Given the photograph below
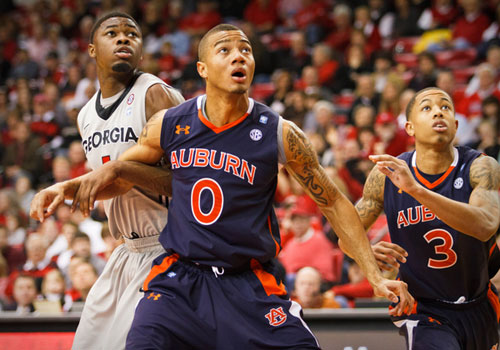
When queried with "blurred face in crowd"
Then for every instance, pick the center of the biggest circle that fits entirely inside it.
(53, 283)
(307, 286)
(24, 291)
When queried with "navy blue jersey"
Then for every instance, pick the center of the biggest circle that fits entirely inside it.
(443, 264)
(224, 180)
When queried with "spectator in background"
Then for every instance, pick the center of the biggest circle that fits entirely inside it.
(470, 106)
(469, 28)
(465, 133)
(202, 19)
(22, 155)
(402, 23)
(14, 255)
(389, 99)
(340, 37)
(283, 84)
(308, 247)
(23, 66)
(307, 291)
(382, 66)
(295, 57)
(357, 287)
(441, 14)
(37, 264)
(346, 75)
(263, 14)
(426, 73)
(493, 58)
(24, 294)
(365, 94)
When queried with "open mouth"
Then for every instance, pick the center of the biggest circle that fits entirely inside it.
(439, 126)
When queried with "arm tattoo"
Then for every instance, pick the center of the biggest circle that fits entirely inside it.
(372, 203)
(310, 174)
(485, 173)
(145, 130)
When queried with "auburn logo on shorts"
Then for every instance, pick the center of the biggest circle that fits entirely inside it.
(178, 129)
(276, 317)
(155, 297)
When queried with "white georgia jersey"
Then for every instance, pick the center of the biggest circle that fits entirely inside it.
(106, 134)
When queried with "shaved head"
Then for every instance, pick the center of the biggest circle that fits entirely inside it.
(202, 47)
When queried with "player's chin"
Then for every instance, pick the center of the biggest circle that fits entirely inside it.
(122, 67)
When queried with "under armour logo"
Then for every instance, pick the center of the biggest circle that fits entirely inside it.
(178, 129)
(155, 297)
(276, 317)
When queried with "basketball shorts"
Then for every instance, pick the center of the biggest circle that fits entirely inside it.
(445, 326)
(189, 306)
(110, 305)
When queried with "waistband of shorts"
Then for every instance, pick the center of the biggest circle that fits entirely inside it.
(142, 244)
(456, 305)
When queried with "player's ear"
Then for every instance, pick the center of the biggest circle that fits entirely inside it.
(409, 128)
(91, 50)
(202, 69)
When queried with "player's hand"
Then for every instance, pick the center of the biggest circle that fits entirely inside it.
(90, 185)
(397, 292)
(46, 201)
(397, 171)
(389, 255)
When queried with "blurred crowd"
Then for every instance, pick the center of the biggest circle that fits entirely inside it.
(343, 71)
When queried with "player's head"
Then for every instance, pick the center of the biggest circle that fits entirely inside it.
(116, 42)
(430, 117)
(226, 60)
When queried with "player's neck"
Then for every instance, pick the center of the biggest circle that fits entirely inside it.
(434, 161)
(111, 84)
(225, 109)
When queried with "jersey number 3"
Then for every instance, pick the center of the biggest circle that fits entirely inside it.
(206, 184)
(450, 257)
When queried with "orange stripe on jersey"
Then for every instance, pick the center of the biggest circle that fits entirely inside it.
(268, 280)
(278, 248)
(493, 249)
(493, 298)
(157, 269)
(217, 129)
(431, 185)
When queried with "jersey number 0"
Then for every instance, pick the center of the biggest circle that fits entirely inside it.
(207, 184)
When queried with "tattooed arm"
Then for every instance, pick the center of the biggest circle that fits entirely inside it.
(303, 164)
(479, 218)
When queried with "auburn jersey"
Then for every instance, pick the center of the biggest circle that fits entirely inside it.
(224, 180)
(443, 264)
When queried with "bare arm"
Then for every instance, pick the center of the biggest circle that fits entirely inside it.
(479, 218)
(303, 164)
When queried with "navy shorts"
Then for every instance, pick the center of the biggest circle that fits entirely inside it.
(442, 326)
(192, 307)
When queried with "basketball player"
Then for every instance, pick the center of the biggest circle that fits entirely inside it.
(110, 123)
(216, 286)
(443, 210)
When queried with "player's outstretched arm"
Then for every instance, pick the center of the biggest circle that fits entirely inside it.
(303, 164)
(479, 218)
(369, 207)
(133, 168)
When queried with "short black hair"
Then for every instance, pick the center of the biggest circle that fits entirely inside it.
(106, 16)
(410, 104)
(218, 28)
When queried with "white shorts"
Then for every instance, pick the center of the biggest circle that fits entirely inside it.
(110, 306)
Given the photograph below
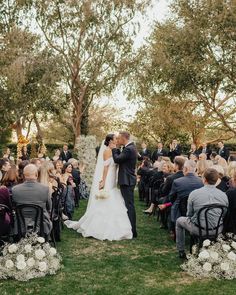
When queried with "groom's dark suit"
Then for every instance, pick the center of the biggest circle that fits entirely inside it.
(127, 178)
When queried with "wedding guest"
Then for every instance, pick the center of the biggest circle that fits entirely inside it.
(198, 198)
(10, 178)
(65, 154)
(4, 167)
(175, 150)
(32, 192)
(145, 152)
(7, 155)
(6, 219)
(159, 152)
(56, 156)
(223, 151)
(204, 149)
(24, 154)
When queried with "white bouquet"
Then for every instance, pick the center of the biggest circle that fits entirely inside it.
(31, 258)
(215, 260)
(102, 195)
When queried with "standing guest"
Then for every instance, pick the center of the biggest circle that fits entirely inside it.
(144, 153)
(199, 198)
(4, 167)
(6, 219)
(65, 154)
(223, 151)
(10, 179)
(7, 155)
(193, 151)
(175, 150)
(159, 152)
(56, 156)
(204, 149)
(32, 192)
(24, 154)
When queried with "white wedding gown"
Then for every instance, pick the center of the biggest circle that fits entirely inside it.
(105, 219)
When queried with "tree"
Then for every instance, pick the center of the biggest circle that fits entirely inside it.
(93, 40)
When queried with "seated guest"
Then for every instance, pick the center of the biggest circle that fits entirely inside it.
(223, 151)
(32, 192)
(145, 152)
(204, 149)
(175, 150)
(223, 181)
(193, 151)
(199, 198)
(5, 219)
(182, 187)
(159, 152)
(24, 154)
(65, 154)
(4, 167)
(10, 179)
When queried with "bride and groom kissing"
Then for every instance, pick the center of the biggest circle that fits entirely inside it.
(112, 218)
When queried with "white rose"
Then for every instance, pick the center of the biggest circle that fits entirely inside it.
(30, 262)
(41, 240)
(207, 266)
(28, 248)
(214, 255)
(233, 245)
(52, 251)
(42, 266)
(20, 257)
(226, 247)
(55, 263)
(204, 255)
(231, 256)
(9, 264)
(40, 254)
(206, 243)
(20, 265)
(224, 266)
(12, 248)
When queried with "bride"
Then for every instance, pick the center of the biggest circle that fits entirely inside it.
(104, 219)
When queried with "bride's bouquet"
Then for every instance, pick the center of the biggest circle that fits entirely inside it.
(28, 259)
(102, 194)
(215, 260)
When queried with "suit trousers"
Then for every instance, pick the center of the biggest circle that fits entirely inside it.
(128, 195)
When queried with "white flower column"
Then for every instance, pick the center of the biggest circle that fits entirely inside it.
(86, 148)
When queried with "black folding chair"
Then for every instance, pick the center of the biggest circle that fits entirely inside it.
(29, 218)
(205, 231)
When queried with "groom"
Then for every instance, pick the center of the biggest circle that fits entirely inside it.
(126, 178)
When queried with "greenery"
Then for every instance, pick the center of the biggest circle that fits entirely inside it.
(146, 265)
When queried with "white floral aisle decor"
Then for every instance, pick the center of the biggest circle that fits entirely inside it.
(86, 149)
(31, 258)
(214, 260)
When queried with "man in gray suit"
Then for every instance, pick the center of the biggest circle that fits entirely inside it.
(32, 192)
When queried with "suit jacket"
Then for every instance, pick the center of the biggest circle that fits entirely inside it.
(181, 188)
(224, 153)
(208, 152)
(157, 154)
(31, 192)
(127, 163)
(65, 157)
(147, 153)
(166, 188)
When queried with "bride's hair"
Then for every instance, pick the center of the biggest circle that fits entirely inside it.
(108, 138)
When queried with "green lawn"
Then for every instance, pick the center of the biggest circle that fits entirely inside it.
(147, 265)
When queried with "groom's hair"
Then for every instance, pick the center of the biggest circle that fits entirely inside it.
(125, 134)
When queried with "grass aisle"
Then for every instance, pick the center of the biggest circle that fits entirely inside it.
(147, 265)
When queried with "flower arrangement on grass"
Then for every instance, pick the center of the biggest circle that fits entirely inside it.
(31, 258)
(214, 260)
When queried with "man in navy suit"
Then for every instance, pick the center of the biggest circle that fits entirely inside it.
(183, 186)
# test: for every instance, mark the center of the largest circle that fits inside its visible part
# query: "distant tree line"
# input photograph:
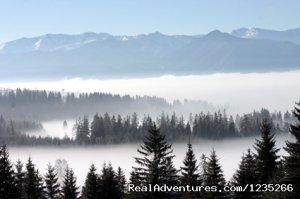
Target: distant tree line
(45, 105)
(115, 129)
(154, 166)
(106, 129)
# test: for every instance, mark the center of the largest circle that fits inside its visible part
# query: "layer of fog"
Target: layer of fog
(55, 128)
(239, 92)
(80, 158)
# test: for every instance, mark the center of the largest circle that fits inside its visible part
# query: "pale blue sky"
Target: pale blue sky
(27, 18)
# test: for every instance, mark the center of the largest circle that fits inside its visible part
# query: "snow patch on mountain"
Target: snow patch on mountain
(37, 44)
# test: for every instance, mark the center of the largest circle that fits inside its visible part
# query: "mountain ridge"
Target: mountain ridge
(102, 54)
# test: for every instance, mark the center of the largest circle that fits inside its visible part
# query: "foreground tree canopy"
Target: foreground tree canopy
(154, 166)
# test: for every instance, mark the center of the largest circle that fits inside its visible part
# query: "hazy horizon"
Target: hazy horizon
(240, 93)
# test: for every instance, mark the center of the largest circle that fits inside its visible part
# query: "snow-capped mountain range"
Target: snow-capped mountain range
(100, 54)
(292, 35)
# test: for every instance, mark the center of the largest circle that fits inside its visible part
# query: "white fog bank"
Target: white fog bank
(242, 92)
(229, 152)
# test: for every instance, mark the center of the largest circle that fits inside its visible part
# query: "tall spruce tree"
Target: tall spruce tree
(33, 183)
(52, 190)
(190, 173)
(7, 181)
(91, 185)
(246, 174)
(292, 161)
(19, 179)
(108, 184)
(155, 165)
(69, 189)
(214, 177)
(266, 154)
(120, 177)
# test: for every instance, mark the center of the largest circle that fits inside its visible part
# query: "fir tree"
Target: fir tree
(292, 161)
(154, 166)
(69, 189)
(120, 177)
(189, 173)
(266, 154)
(7, 182)
(33, 183)
(52, 186)
(19, 179)
(135, 180)
(82, 130)
(214, 177)
(91, 185)
(108, 184)
(246, 174)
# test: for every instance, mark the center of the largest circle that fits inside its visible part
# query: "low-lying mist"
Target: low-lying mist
(239, 93)
(229, 152)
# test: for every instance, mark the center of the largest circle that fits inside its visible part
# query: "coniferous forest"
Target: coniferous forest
(22, 111)
(261, 173)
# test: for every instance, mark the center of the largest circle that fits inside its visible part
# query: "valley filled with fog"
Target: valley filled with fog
(238, 93)
(235, 92)
(80, 158)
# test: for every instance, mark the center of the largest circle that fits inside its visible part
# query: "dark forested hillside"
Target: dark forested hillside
(47, 105)
(261, 173)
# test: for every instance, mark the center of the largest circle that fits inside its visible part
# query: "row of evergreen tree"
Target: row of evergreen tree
(48, 105)
(155, 167)
(115, 129)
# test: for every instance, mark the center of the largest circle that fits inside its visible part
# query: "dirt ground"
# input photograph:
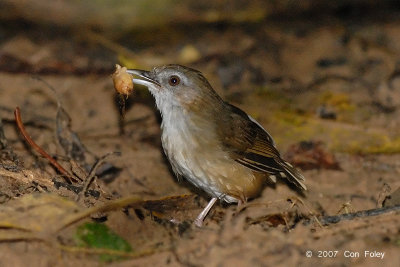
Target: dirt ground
(327, 91)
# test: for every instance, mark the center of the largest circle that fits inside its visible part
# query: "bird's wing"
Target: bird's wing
(252, 146)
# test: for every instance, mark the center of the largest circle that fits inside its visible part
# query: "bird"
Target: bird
(213, 144)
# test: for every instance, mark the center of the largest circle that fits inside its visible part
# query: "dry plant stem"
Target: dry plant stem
(111, 205)
(67, 177)
(326, 220)
(108, 251)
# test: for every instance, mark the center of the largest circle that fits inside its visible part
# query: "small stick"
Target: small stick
(67, 177)
(325, 220)
(89, 179)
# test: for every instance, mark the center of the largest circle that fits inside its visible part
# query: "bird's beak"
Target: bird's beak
(145, 78)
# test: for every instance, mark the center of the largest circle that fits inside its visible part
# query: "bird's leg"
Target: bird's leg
(199, 220)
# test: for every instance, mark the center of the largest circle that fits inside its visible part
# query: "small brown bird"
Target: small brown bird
(213, 144)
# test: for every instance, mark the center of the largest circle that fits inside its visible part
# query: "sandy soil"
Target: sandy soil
(335, 86)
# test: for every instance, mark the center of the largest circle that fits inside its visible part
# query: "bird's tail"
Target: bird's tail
(293, 174)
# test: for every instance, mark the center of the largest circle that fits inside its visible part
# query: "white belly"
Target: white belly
(189, 150)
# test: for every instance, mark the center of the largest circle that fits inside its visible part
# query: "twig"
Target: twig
(111, 205)
(92, 173)
(326, 220)
(68, 177)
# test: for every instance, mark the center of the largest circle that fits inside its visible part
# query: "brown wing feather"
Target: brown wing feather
(250, 145)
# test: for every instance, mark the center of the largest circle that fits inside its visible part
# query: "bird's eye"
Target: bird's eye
(174, 80)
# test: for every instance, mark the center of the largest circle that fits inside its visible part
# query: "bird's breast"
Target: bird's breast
(195, 152)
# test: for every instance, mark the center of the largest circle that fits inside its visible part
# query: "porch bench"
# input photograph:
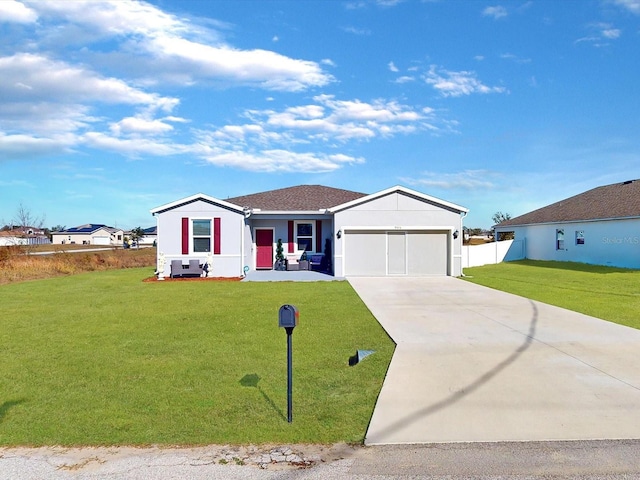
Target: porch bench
(315, 261)
(180, 270)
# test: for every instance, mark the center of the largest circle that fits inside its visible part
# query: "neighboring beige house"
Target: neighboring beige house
(394, 232)
(600, 226)
(89, 234)
(11, 235)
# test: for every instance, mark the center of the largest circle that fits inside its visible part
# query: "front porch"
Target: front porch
(288, 276)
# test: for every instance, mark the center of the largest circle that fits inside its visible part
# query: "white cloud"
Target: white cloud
(515, 58)
(33, 78)
(456, 84)
(467, 179)
(404, 79)
(357, 31)
(20, 145)
(270, 142)
(131, 146)
(161, 45)
(268, 69)
(602, 33)
(280, 161)
(496, 12)
(632, 5)
(139, 125)
(16, 12)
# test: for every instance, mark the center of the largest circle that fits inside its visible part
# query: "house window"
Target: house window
(304, 236)
(201, 235)
(560, 239)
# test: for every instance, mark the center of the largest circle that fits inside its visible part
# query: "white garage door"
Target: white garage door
(100, 240)
(382, 253)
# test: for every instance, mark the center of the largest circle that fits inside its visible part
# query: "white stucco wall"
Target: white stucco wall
(230, 261)
(400, 212)
(613, 243)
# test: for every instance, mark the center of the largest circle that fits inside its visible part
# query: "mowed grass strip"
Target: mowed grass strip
(103, 359)
(612, 294)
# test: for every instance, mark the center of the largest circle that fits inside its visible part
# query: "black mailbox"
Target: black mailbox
(288, 316)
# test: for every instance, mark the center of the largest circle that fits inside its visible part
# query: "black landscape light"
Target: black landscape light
(288, 317)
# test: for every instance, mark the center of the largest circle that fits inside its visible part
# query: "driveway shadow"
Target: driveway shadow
(251, 380)
(6, 406)
(472, 387)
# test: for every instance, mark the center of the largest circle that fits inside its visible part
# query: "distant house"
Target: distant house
(394, 232)
(89, 234)
(13, 235)
(600, 227)
(150, 236)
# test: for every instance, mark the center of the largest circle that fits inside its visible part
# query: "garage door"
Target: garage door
(382, 253)
(100, 240)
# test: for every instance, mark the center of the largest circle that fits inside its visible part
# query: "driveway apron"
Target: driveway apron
(473, 364)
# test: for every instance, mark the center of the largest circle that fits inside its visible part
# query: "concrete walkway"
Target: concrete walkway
(474, 364)
(291, 276)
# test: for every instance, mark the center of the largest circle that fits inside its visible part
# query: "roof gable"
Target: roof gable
(299, 198)
(403, 190)
(195, 198)
(618, 200)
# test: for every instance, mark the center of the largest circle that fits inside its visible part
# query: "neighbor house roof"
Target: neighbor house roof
(87, 228)
(618, 200)
(300, 198)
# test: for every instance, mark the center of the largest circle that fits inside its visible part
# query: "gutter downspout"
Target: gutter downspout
(247, 213)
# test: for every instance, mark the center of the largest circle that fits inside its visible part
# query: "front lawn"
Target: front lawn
(609, 293)
(103, 358)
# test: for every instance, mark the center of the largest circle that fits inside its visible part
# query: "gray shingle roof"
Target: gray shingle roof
(618, 200)
(301, 198)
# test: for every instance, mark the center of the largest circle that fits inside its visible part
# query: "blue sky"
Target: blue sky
(111, 108)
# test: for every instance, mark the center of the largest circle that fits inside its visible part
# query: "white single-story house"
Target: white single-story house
(89, 234)
(397, 231)
(600, 226)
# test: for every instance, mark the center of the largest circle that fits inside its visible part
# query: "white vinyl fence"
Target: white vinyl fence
(491, 253)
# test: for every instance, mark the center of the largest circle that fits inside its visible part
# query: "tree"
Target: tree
(136, 234)
(25, 223)
(498, 218)
(280, 264)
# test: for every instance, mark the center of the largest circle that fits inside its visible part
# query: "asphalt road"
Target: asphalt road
(594, 459)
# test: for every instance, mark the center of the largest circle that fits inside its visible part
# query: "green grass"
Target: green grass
(104, 359)
(612, 294)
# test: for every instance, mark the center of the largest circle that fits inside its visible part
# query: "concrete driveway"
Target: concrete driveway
(474, 364)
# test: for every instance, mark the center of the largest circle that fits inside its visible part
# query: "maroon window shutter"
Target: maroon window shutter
(291, 248)
(318, 236)
(216, 236)
(185, 236)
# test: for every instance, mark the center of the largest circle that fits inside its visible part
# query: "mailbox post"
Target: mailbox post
(288, 316)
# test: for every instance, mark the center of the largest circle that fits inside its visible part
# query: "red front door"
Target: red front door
(264, 249)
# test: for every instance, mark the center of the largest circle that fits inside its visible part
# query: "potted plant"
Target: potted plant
(281, 263)
(325, 263)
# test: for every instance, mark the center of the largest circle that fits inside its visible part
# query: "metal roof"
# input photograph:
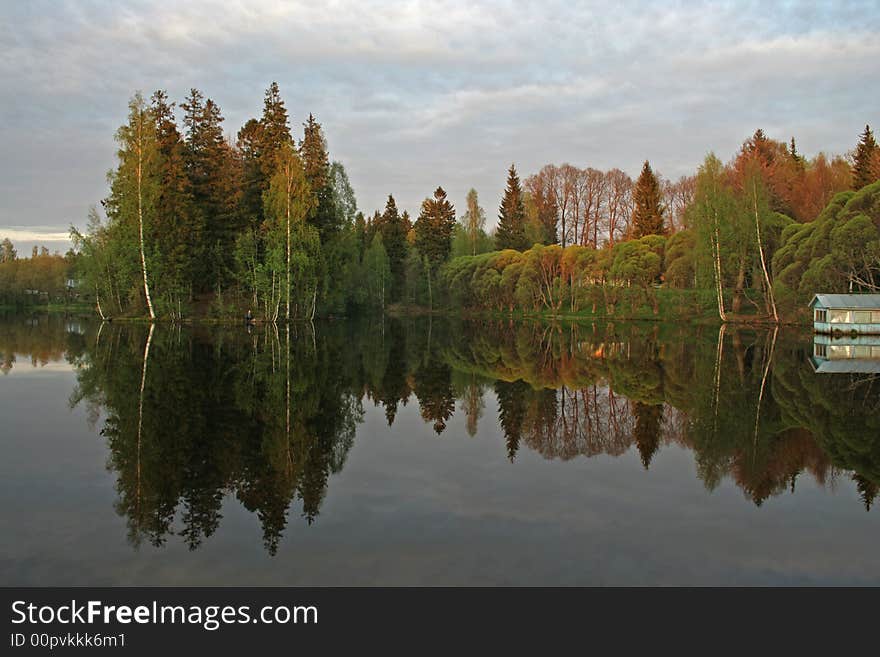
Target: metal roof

Instructions to follow: From the data above, copy each line containing the word "walkway", keeping every line unchanged.

Completed task:
# query: "concrete walkway"
Target: concrete walkway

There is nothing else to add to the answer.